Objetivo 1: Según la reseña sobre los cuentos completos de Enrique Wernicke, ¿por qué la reciedumbre, las actividades polifacéticas y los peregrinajes se tomaban como garantía de un estilo? Responde en una a tres oraciones.
Objetivo 2:
Indica si cada afirmación concuerda con la reseña sobre los cuentos completos de Enrique Wernicke. Contesta sí o no y cita textualmente las palabras que lo deciden.
(a) Wernicke se ganó la vida fabricando soldaditos de plomo hasta sus últimos días.
(b) El diario que dejó Wernicke tenía 500 carillas.
(c) Wernicke escribió únicamente cuentos.
Objetivo 3: Escribe la continuación de la reseña sobre los cuentos completos de Enrique Wernicke a partir de su última oración.

Fragmento:
=-=-=-=-=
Dom 05.05.2002
libros

RESEÑAS

Hombre en la orilla

CUENTOS COMPLETOS
Prólogo de Elvio Gandolfo,
Ilustraciones de Sanyú
Enrique Wernicke.
Colección Los Grandes, Ediciones Colihue
Buenos Aires, 2002
343 págs.

Por Guillermo Saccomanno

Enrique Wernicke (1915-1968) ensayó toda clase de oficios, desde topógrafo hasta redactor publicitario. Con frecuencia y hasta sus últimos días, supo ganarse la vida como fabricante artesanal de soldaditos de plomo. Pero fue el oficio de escritor el que le otorgó un reconocimiento tan clandestino como póstumo en la categoría rara de “escritor para escritores”. Wernicke escribió novelas, teatro y un sinfín de cuentos que prueban su maestría indiscutible en el género. Al morir dejó un diario de 1500 carillas mecanografiadas en las que se vuelcan tanto sus frustraciones personales como sus dudas y sus furias, sus incertidumbres y sus opiniones crispadas sobre el trabajo literario. En las solapas de sus libros las semblanzas de autor destacan, por lo general, la experiencia vital como motor básico de su escritura. En esos años, lo que va de los cuarenta a los sesenta, para la izquierda, era la experiencia la que validaba una literatura. Así, todos esos comportamientos ligados a lo vital (reciedumbre, actividades polifacéticas, peregrinajes) eran la garantía de un estilo. Sin embargo, aun cuando Wernicke disponía de estos datos curriculares de moda, con lucidez se fue separando en su tiempo de los modelos canónicos al confinarse en los bordes tanto existenciales como literarios.
=-=-=-=-=
Material:
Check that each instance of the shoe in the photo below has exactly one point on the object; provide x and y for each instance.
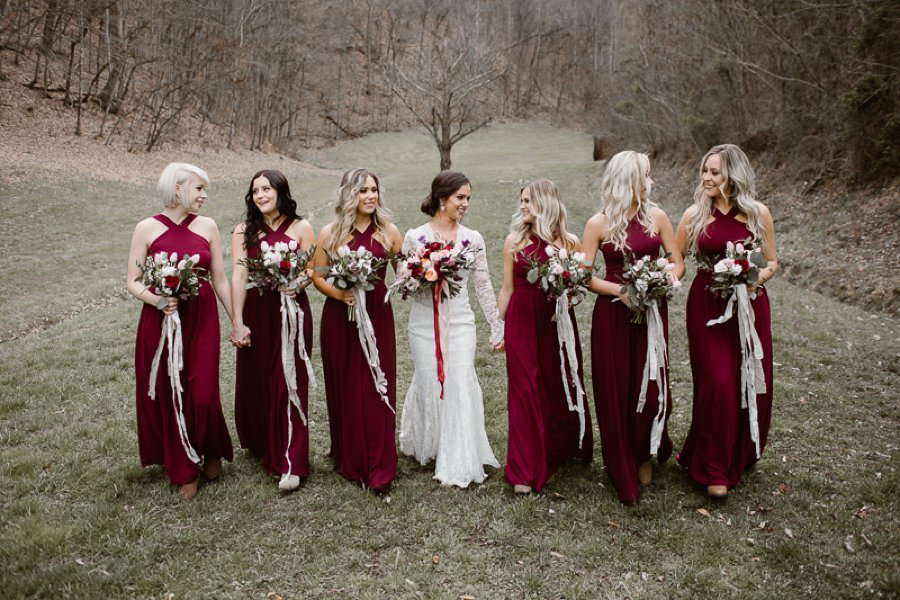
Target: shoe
=-=-=-=-=
Respuesta 1: Porque en esos años, de los cuarenta a los sesenta, para la izquierda era la experiencia la que validaba una literatura. Por eso esos comportamientos ligados a lo vital se consideraban la garantía de un estilo.

Respuesta 2:
(a) Sí: "Con frecuencia y hasta sus últimos días, supo ganarse la vida como fabricante artesanal de soldaditos de plomo."
(b) No: "Al morir dejó un diario de 1500 carillas mecanografiadas"
(c) No: "Wernicke escribió novelas, teatro y un sinfín de cuentos"

Respuesta 3:
Recluido en la costa, Wernicke eligió ese paisaje del río como territorio íntimo y mítico mientras su escritura se iba afilando cada vez más en cuentos más cortos. A medida que Wernicke avanzaba en el arte del cuento, su impronta “realista” se fue borrando en función de la asepsia y la neutralidad simbólica como sellos personales. Si bien en sus comienzos puede advertirse la relación entre la trama y una paradoja, la “enseñanza”, proveniente de su producción de relatos para chicos, Wernicke fue depurando con obstinación todo atisbo de mensajismo. En su brevedad y despojamiento, sus cuentos aspiran cada vez con mayor precisión al insight. Y, en su modo, anticipan los relatos últimos de Miguel Briante, otro marginal de circuitos y modas literarias, que supo conseguir con sus narraciones verdaderas piezas poéticas en las que el acento campero se entrevera con un decir firme y definitivo.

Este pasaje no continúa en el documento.